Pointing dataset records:

^^^^

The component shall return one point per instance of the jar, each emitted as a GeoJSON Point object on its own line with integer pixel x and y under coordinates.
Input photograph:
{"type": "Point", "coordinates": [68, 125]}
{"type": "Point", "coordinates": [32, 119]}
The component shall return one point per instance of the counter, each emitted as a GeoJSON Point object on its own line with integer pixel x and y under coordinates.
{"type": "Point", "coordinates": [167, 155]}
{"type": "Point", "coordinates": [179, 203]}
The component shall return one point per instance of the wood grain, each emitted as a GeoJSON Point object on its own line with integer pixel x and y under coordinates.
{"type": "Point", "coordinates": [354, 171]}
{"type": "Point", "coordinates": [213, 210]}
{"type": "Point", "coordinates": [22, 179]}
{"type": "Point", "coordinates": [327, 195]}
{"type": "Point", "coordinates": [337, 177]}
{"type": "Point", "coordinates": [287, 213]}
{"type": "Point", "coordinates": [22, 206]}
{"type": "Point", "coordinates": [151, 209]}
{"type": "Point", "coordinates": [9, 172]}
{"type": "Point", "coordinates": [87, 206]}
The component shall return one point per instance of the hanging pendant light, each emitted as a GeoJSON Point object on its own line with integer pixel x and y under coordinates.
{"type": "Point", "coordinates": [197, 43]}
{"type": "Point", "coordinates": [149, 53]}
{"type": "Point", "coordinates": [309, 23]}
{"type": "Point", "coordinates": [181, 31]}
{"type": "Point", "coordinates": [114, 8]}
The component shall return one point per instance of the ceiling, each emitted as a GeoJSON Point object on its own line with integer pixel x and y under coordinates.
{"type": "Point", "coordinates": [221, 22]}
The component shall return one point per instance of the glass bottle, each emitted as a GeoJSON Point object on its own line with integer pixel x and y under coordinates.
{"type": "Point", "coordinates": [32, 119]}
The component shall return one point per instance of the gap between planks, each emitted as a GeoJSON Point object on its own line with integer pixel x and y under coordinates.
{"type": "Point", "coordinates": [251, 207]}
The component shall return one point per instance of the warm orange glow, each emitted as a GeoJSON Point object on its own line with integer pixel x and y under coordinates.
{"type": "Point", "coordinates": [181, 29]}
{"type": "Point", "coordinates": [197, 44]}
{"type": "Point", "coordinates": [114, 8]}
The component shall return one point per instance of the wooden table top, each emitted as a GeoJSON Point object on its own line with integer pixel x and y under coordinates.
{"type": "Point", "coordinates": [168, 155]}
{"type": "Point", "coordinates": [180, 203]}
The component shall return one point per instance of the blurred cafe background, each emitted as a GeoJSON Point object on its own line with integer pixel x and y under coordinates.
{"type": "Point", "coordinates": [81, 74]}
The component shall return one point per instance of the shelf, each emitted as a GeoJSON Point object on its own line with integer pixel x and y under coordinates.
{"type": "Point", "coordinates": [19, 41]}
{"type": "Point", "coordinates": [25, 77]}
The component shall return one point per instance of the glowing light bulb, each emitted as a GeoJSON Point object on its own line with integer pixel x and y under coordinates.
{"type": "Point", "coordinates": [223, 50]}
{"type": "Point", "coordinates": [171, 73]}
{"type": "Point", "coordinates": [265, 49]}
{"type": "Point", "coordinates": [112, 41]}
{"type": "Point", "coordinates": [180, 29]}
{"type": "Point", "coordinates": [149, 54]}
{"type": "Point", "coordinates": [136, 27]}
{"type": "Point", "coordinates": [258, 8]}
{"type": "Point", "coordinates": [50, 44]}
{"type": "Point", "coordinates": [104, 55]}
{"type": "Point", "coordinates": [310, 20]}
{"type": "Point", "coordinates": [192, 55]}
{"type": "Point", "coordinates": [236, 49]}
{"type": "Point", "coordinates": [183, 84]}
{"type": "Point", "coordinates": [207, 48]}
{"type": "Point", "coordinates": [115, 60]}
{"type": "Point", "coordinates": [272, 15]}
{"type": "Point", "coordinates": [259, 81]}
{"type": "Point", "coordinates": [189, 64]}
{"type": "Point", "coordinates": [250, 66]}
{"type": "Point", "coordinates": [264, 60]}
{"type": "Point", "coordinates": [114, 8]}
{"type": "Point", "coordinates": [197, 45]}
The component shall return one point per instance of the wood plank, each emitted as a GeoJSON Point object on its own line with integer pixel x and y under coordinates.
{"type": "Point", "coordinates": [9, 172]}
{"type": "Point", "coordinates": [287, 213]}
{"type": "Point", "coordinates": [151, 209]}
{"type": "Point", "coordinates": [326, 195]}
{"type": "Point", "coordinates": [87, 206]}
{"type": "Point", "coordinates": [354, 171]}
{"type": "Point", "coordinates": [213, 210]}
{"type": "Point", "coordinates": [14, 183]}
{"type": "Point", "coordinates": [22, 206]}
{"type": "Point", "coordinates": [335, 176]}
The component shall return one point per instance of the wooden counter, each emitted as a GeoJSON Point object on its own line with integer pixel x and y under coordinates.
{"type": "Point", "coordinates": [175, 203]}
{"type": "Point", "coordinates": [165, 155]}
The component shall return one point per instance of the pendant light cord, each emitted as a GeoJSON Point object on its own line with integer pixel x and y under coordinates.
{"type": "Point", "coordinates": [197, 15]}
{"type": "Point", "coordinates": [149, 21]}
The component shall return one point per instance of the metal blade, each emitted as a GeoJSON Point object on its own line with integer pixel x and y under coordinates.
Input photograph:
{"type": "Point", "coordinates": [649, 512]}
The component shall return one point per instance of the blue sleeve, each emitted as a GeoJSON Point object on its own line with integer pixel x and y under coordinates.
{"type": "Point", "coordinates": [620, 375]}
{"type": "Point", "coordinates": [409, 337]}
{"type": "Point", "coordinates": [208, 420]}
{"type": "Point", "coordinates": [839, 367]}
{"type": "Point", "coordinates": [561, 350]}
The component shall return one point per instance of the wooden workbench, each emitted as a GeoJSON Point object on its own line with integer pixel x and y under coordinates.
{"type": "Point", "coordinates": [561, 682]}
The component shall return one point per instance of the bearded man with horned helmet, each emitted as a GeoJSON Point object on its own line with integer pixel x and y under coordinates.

^^^^

Instruction: Repeat the data precisely, line by line.

Full solution:
The component shall return one point per instance of the jar, each emitted as a GeoJSON Point object on its own line with integer pixel x and y under coordinates.
Input photograph:
{"type": "Point", "coordinates": [68, 125]}
{"type": "Point", "coordinates": [32, 119]}
The component shall return one point per instance of the counter, each emitted as a GeoJSON Point object on its own line with integer pixel x and y under coordinates.
{"type": "Point", "coordinates": [167, 155]}
{"type": "Point", "coordinates": [179, 203]}
The component shall return one point per instance of the wood grain, each emitted as a GeoJSON Point object on its own line with integer pixel x and y under coordinates.
{"type": "Point", "coordinates": [354, 171]}
{"type": "Point", "coordinates": [213, 210]}
{"type": "Point", "coordinates": [22, 179]}
{"type": "Point", "coordinates": [327, 195]}
{"type": "Point", "coordinates": [337, 177]}
{"type": "Point", "coordinates": [287, 213]}
{"type": "Point", "coordinates": [22, 206]}
{"type": "Point", "coordinates": [151, 209]}
{"type": "Point", "coordinates": [9, 172]}
{"type": "Point", "coordinates": [87, 206]}
The component shall return one point per instance of the hanging pendant light, each emitted as a GeoJSON Point object on its own line with integer pixel x and y under coordinates.
{"type": "Point", "coordinates": [197, 43]}
{"type": "Point", "coordinates": [149, 53]}
{"type": "Point", "coordinates": [309, 23]}
{"type": "Point", "coordinates": [181, 31]}
{"type": "Point", "coordinates": [114, 8]}
The component shall return one point per instance of the ceiling, each emitted as a GeoJSON Point object on its own line with integer pixel x and y under coordinates.
{"type": "Point", "coordinates": [221, 22]}
The component shall return one point per instance of the glass bottle, each emitted as a GeoJSON Point object on its own line with integer pixel x and y under coordinates.
{"type": "Point", "coordinates": [32, 119]}
The component shall return one point per instance of the gap between planks, each emitted as a GeoJSON Point object on its own line with integer pixel x and y under coordinates.
{"type": "Point", "coordinates": [251, 207]}
The component shall return one point per instance of the warm orange glow, each emitted as a GeoJSON Point object on its own line with integer pixel x and y under coordinates.
{"type": "Point", "coordinates": [181, 29]}
{"type": "Point", "coordinates": [197, 44]}
{"type": "Point", "coordinates": [114, 8]}
The component shall return one point per instance of the wooden table top, each emitted as a GeoJSON Point object on its own line with integer pixel x and y under coordinates.
{"type": "Point", "coordinates": [168, 155]}
{"type": "Point", "coordinates": [180, 203]}
The component shall return one point per instance of the blurred cafe background, each emitted as a GeoJSON Point object on its own line with integer pixel x and y under coordinates.
{"type": "Point", "coordinates": [81, 74]}
The component shall return one point per instance of the shelf, each emitted as a GeoJSON Point object on its own line with integer pixel x and y under coordinates.
{"type": "Point", "coordinates": [19, 41]}
{"type": "Point", "coordinates": [25, 77]}
The component shall return one point per instance of the glowing light bulb, each emitted as a GeoJSON Point object on its own line with integer pixel x and y under coordinates.
{"type": "Point", "coordinates": [223, 50]}
{"type": "Point", "coordinates": [171, 73]}
{"type": "Point", "coordinates": [265, 49]}
{"type": "Point", "coordinates": [112, 41]}
{"type": "Point", "coordinates": [180, 29]}
{"type": "Point", "coordinates": [149, 54]}
{"type": "Point", "coordinates": [136, 27]}
{"type": "Point", "coordinates": [258, 8]}
{"type": "Point", "coordinates": [50, 44]}
{"type": "Point", "coordinates": [104, 55]}
{"type": "Point", "coordinates": [310, 20]}
{"type": "Point", "coordinates": [192, 55]}
{"type": "Point", "coordinates": [236, 49]}
{"type": "Point", "coordinates": [183, 84]}
{"type": "Point", "coordinates": [207, 48]}
{"type": "Point", "coordinates": [115, 60]}
{"type": "Point", "coordinates": [272, 15]}
{"type": "Point", "coordinates": [259, 81]}
{"type": "Point", "coordinates": [189, 64]}
{"type": "Point", "coordinates": [250, 66]}
{"type": "Point", "coordinates": [264, 60]}
{"type": "Point", "coordinates": [114, 8]}
{"type": "Point", "coordinates": [197, 45]}
The component shall return one point per instance of the wood plank, each emitted as a GeoJSON Point object on its own line with integer pixel x and y under coordinates.
{"type": "Point", "coordinates": [9, 172]}
{"type": "Point", "coordinates": [287, 213]}
{"type": "Point", "coordinates": [151, 209]}
{"type": "Point", "coordinates": [326, 195]}
{"type": "Point", "coordinates": [87, 206]}
{"type": "Point", "coordinates": [354, 171]}
{"type": "Point", "coordinates": [213, 210]}
{"type": "Point", "coordinates": [14, 183]}
{"type": "Point", "coordinates": [22, 206]}
{"type": "Point", "coordinates": [335, 176]}
The component shall return one point per instance of the wooden counter, each emitted as a GeoJSON Point object on its own line with integer pixel x and y under coordinates.
{"type": "Point", "coordinates": [175, 203]}
{"type": "Point", "coordinates": [165, 155]}
The component shall return one point per instance of the pendant light cord, each emitted as a GeoJSON Point object on its own line with integer pixel x and y under coordinates.
{"type": "Point", "coordinates": [197, 15]}
{"type": "Point", "coordinates": [149, 21]}
The component shall return one point per instance of the metal blade, each emitted as a GeoJSON Point object on its own line with integer pixel x and y under coordinates.
Input photograph:
{"type": "Point", "coordinates": [649, 512]}
The component shall return one point per instance of the blue sleeve, each emitted as a GeoJSON Point object on its own line with integer pixel x and y under coordinates.
{"type": "Point", "coordinates": [620, 375]}
{"type": "Point", "coordinates": [409, 337]}
{"type": "Point", "coordinates": [208, 420]}
{"type": "Point", "coordinates": [839, 367]}
{"type": "Point", "coordinates": [561, 350]}
The component shall return one point per instance of the wooden workbench, each emitted as a GeoJSON Point object on its own line with integer pixel x and y under coordinates.
{"type": "Point", "coordinates": [561, 682]}
The component shall return one point per instance of the bearded man with horned helmet, each emitted as a GeoJSON Point object on its own line with integer pixel x and y under coordinates.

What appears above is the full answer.